§ **Exercise instructions**
Entries follow. Set all of them down as they stand.

§ **The records**
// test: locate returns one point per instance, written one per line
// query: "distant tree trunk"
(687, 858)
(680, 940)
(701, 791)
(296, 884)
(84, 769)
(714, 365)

§ **Output for this exercise**
// test: locate returns one point per instance, written one per line
// query: "distant tree trunk"
(687, 858)
(680, 940)
(701, 791)
(296, 884)
(84, 769)
(714, 365)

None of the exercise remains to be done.